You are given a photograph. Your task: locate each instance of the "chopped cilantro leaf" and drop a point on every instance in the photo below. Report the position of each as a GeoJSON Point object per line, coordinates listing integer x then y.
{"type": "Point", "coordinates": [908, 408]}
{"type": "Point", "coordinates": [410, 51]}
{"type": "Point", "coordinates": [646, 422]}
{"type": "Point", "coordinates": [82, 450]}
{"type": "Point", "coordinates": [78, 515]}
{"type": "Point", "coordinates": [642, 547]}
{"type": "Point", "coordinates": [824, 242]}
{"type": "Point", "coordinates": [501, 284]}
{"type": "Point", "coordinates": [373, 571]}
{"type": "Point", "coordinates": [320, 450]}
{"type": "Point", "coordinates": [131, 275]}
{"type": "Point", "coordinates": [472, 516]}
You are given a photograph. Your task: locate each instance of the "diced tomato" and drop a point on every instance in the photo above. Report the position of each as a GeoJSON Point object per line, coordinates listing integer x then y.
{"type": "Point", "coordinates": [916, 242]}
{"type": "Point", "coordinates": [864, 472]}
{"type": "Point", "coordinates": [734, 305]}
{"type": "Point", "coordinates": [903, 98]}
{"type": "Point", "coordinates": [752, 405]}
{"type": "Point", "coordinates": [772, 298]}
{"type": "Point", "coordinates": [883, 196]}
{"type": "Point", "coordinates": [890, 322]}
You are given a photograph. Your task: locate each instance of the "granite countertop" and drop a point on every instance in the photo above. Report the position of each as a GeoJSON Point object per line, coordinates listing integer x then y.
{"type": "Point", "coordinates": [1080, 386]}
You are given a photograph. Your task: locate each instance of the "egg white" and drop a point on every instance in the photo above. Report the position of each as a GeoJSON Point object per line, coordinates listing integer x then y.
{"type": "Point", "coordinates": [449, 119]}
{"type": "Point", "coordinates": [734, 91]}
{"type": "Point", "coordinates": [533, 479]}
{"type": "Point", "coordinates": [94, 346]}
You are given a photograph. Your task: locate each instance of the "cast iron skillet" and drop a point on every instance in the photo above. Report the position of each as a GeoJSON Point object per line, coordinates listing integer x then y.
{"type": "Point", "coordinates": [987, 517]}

::::::::::

• **Instructions for the task**
Exact transcription of the listing is needed, with no line left out.

• **Worked solution**
You are given a photograph. Your task: locate each instance of the "chopped cilantro leaf" and drop a point on every instance in the photo below. Report the position of each as a GeoJSON Point object per line, coordinates listing integer x then y.
{"type": "Point", "coordinates": [908, 408]}
{"type": "Point", "coordinates": [410, 51]}
{"type": "Point", "coordinates": [646, 422]}
{"type": "Point", "coordinates": [82, 450]}
{"type": "Point", "coordinates": [78, 515]}
{"type": "Point", "coordinates": [642, 547]}
{"type": "Point", "coordinates": [824, 242]}
{"type": "Point", "coordinates": [501, 284]}
{"type": "Point", "coordinates": [373, 571]}
{"type": "Point", "coordinates": [320, 450]}
{"type": "Point", "coordinates": [131, 275]}
{"type": "Point", "coordinates": [472, 516]}
You are given a photograph. Your task: locate each instance of the "diced tomato" and drop a point on every instance in the photo above. Report the position of each as a GeoJSON Point object per line, coordinates listing integer x then y.
{"type": "Point", "coordinates": [916, 242]}
{"type": "Point", "coordinates": [864, 472]}
{"type": "Point", "coordinates": [734, 305]}
{"type": "Point", "coordinates": [903, 98]}
{"type": "Point", "coordinates": [752, 405]}
{"type": "Point", "coordinates": [772, 298]}
{"type": "Point", "coordinates": [883, 196]}
{"type": "Point", "coordinates": [890, 322]}
You are given a photograph. Your task: locate each instance of the "granite countertop" and drop a point on every instance in the photo above. Report the position of each as a GeoJSON Point object per line, coordinates listing integer x then y.
{"type": "Point", "coordinates": [1080, 386]}
You are given a photograph. Your task: locate each instance of the "egg white" and drop a point on every instance in the photo above. Report the position of each as a GeoJSON Point object per line, coordinates listing integer x then y.
{"type": "Point", "coordinates": [449, 119]}
{"type": "Point", "coordinates": [734, 91]}
{"type": "Point", "coordinates": [533, 479]}
{"type": "Point", "coordinates": [94, 346]}
You are given a photograph. Your task: locate each instance of the "cast iron skillet" and drop a point on every instance in the photo above. Report the position of each as a GeoJSON Point object per line, coordinates listing integer x then y.
{"type": "Point", "coordinates": [987, 517]}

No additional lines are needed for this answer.